ДОКУМЕНТ —
%%
Метафоры подчас могут рассказать интересную историю — не столько, впрочем, об описываемом объекте, сколько об установках и ценностях воспринимающего. Семинар «Инженерия академического письма» — как раз тот случай, когда о предмете нельзя было говорить неметафорично, при том каждая метафора оказалась по-своему нагружена отсылками к векторам академической ангажированности. Нейтральный на первый взгляд предмет (письменные способы выражения собственной позиции в научном мире) на практике — поле борьбы разных аксиологических и идеологических систем и структур отправления институциональной власти. 

Какова же история этой борьбы и какие метафоры — её свидетели? «Академическое письмо, — гласил отчёт, — конструируется, или строится на точном и неожиданном расчёте, как мост или небоскрёб». От этого имплицитно метафоричного пассажа — совсем недалеко до сквозной (заглавной) метафоры: «инженерия письма», или — искусство исчислений, макросистема множества расчётов. Её же подкрепляет третья метафора — уже в признании лектора: констатируя, что она окончила ОТИПЛ, отделение с сильным математическим уклоном, И.Б.Короткина вскользь замечает, что именно математика — «почва» для обучения письму. Итак: перед нами три концептуальных метафоры, которые уже предопределяют наше видение предмета (как сказал бы Макс Блэк). Письмо устроена как точная, естественнонаучная дисциплина, хотя и обслуживает неточное гуманитарное знание, управляется логикой, а также — законами, по непреложности сравнимыми с законами физики. 

Объяснительные принципы физики — неудивительным образом — метафорическая основа, при помощи которых описаны

1.        принципы обучения письму как практике,

2.        критерии оценки письма как продукта

3.        методы контроля собственного письма как процесса.

 Первый принцип, на котором стоит практика письма, — система координат; причём подозрительным образом классическая — три измерения, не больше (цитата с лекции: «три, а не не восемьдесят пять» — а ведь есть же и теория струн, где — восемьдесят пять?). Второй принцип — структура текста: «стальной каркас», то есть — итог расчётов и сопряжений (снова привет инженерии). Критерии оценивания – из той же области. Таковы «покрытие» предметной области (coverage of the subject) – понятие, имеющее отношение к давлению, а также триада «фокус-организация-механика»: тут и оптика, и физика твёрдого тела, и одноимённый раздел физической науки. Наконец, техники написания текстов: работа с макетом будущего текста описывается при помощи таких метафор, как «воронка»-песочные часы и куб.
%%
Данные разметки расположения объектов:
%%
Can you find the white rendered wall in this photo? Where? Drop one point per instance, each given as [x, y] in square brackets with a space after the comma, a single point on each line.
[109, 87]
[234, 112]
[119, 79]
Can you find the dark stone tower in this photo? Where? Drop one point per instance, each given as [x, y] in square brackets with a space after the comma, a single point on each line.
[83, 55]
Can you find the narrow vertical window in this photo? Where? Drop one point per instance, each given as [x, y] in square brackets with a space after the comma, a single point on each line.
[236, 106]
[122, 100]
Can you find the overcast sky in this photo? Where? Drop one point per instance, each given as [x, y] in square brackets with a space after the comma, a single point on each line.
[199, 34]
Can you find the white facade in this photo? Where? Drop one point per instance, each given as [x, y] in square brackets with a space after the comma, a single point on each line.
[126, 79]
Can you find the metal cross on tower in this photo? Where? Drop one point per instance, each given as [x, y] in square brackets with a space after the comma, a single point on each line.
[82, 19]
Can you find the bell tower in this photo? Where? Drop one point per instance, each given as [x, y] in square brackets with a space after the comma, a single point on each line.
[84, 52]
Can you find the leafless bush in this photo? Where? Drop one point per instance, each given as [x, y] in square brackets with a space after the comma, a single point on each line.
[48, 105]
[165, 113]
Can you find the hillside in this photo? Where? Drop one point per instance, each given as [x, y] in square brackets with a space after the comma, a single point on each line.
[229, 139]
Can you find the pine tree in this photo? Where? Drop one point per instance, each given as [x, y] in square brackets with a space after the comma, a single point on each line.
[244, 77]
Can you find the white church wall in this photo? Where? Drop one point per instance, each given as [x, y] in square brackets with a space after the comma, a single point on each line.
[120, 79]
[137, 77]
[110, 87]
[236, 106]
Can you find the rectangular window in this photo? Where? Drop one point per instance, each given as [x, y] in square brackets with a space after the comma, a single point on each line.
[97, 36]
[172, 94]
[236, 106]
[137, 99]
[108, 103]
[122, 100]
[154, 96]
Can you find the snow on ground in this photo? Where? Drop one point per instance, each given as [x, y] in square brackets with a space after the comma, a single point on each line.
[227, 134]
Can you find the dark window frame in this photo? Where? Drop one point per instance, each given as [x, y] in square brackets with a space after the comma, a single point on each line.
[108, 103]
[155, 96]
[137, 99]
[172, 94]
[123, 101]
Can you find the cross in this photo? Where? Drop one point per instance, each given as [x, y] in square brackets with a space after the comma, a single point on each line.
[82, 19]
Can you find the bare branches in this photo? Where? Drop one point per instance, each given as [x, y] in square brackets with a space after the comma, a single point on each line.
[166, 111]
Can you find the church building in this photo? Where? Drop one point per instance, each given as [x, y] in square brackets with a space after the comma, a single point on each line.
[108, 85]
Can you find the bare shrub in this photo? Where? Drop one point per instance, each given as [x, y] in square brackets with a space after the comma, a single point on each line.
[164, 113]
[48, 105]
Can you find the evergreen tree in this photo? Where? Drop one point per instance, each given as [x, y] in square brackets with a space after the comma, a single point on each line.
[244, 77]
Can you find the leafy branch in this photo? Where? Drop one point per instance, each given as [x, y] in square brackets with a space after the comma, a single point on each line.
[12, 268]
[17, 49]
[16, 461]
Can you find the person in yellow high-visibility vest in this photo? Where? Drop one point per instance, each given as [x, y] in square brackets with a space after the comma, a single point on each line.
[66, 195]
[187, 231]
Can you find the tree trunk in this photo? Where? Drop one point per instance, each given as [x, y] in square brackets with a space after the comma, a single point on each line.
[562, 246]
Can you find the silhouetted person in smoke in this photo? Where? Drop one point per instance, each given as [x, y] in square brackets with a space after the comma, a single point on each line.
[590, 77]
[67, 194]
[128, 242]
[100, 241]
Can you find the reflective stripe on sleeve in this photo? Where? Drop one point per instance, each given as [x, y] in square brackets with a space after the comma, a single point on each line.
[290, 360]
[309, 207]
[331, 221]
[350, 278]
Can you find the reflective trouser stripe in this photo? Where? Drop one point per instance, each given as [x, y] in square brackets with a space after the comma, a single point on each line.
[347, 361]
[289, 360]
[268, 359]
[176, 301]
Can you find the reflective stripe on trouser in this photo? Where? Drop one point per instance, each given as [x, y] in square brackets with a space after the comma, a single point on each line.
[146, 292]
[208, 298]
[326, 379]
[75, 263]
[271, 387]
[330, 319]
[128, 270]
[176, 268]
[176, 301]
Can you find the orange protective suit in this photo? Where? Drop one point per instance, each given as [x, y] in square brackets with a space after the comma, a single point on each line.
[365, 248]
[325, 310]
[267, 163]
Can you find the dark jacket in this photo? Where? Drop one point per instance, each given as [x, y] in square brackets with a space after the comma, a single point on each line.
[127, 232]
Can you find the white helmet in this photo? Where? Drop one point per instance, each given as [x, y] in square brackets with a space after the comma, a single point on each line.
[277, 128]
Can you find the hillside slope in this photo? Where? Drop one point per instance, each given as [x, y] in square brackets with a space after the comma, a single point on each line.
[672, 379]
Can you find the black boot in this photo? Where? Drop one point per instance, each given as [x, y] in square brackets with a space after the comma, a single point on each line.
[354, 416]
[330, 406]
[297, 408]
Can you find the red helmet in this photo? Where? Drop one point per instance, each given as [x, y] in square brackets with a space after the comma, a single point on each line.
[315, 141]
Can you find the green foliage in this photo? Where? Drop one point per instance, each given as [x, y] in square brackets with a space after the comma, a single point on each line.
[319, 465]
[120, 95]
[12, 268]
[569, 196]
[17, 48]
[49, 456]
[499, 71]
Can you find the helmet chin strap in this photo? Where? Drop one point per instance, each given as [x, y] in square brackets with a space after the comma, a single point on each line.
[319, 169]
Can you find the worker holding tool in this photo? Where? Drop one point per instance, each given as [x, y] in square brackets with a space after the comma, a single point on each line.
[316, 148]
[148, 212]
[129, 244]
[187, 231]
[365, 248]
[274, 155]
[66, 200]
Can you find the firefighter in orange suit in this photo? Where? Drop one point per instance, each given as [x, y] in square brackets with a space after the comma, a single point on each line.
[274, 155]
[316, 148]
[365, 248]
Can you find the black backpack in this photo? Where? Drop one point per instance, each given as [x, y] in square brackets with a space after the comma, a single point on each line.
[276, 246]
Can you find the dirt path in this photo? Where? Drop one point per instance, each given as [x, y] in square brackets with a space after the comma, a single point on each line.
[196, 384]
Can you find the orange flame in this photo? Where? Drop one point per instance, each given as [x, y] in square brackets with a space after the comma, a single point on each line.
%%
ЗАДАНИЯ ДЛЯ РАБОТЫ —
**1)** Какие три вещи, согласно тексту о семинаре «Инженерия академического письма», описаны с помощью объяснительных принципов физики? Перечислите их.
**2)** Напишите следующий абзац текста о семинаре «Инженерия академического письма», продолжив его после последнего приведённого предложения.

ОТВЕТЫ ПО ЗАДАНИЯМ —
**1)**
1. Принципы обучения письму как практике.
2. Критерии оценки письма как продукта.
3. Методы контроля собственного письма как процесса.

**2)**
Что объясняют эти метафоры? Трехмерная модель, казалось бы, обещает всестороннее представление об аргументативном тексте: он состоит из критического, культурного и операционального измерений — авторского доказательства, фоновой, общедоступной информации и конкретных приёмов изложения. Объёмное тело текста (хочется сказать: физическое тело) должно быть структурно устроено, чтобы не рухнуть под воздействием разнонаправленных «сил» риторических эффектов. Текст покрывает тему, как материал – пространство. Текст сфокусирован — наведен на конкретный тезис, начиная с введения. Текст организован, как атомы в кубике льда: каждый абзац содержит не больше одной мысли, строящейся из сцепления трех (обычно) промежуточных аргументов. Воздействие каждого предложения на читателя рассчитывается, как рассчитываются условия равновесия тела в задачке по механике: неуместно употребленное слово или синтаксически неверная связь членов предложения разрушает баланс. Макроструктура текста подобна воронке песочных часов: читатель проваливается в узкое горлышко конкретной проблемы в начале, чтобы найти широкое дно вывода в конце. По риторической организации она также подобна кубу: каждая из его граней — конкретный вопрос, на который текст должен ответить (Что это? На что это похоже? Из чего состоит? С чем ассоциируется? Что с этим делать? Какую позицию я занимаю по отношению к этому?).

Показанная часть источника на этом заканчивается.